• Exercise brief: Could you rewrite the items from the line holding "the baby's neck" through the end of the items, inclusive, with the requests kept as they are and every x and y point coordinate in the answers multiplied by 0.7 and rounded to whole numbers, halves up? Return only those lines.

==== Input

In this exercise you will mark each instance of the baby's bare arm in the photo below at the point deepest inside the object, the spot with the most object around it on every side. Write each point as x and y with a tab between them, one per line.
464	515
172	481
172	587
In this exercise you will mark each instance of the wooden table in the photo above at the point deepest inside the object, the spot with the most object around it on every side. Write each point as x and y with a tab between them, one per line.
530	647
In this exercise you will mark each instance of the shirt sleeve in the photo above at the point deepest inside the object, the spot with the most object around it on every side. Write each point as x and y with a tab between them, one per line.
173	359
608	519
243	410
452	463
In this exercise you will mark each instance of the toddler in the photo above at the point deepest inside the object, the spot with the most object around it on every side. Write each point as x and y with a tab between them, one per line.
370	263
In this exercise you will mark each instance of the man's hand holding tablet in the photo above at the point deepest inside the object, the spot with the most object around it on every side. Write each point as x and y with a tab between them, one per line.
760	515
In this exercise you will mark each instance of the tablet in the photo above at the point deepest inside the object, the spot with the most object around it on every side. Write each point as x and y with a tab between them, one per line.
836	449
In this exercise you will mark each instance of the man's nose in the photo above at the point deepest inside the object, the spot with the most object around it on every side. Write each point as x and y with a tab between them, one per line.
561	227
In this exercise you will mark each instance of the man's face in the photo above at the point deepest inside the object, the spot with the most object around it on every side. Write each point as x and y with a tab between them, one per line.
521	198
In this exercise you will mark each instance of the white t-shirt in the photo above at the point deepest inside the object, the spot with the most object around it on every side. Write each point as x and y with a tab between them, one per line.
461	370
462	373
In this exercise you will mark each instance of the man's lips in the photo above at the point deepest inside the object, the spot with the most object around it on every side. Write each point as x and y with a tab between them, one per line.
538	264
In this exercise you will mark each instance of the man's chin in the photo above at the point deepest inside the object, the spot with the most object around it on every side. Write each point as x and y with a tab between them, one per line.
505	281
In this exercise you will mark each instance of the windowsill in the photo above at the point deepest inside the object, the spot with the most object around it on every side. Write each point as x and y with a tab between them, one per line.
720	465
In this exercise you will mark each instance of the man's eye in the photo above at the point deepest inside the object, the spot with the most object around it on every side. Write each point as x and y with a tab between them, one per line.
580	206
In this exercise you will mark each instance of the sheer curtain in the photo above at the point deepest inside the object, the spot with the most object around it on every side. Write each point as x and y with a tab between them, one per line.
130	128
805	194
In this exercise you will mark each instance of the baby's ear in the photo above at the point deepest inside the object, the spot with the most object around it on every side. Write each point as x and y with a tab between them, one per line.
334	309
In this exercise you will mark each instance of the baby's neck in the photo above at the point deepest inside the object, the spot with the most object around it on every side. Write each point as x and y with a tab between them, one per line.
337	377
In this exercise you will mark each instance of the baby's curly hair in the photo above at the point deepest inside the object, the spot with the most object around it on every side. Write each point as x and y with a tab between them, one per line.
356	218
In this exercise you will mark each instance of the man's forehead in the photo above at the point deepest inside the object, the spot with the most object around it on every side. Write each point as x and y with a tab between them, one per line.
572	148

========

• Task answer:
In this exercise you will mark each instance of the baby's neck in the photo above at the point deepest inside the object, the spot with the most object around it on every side. Write each point as x and y with a tab between them, one per line.
236	264
In this exercise you will mark each instance of the baby's curly hair in the photo above at the point deepest inside the object, the spot with the most object around it on every side. Write each point as x and y with a tab between them, one per line.
249	153
In this exercise you will mark each instance of the man's forehead in the photo above at the point deepest inside the object, the spot with the most object around it on every side. Write each point as x and y with a tab between them, one per line.
400	104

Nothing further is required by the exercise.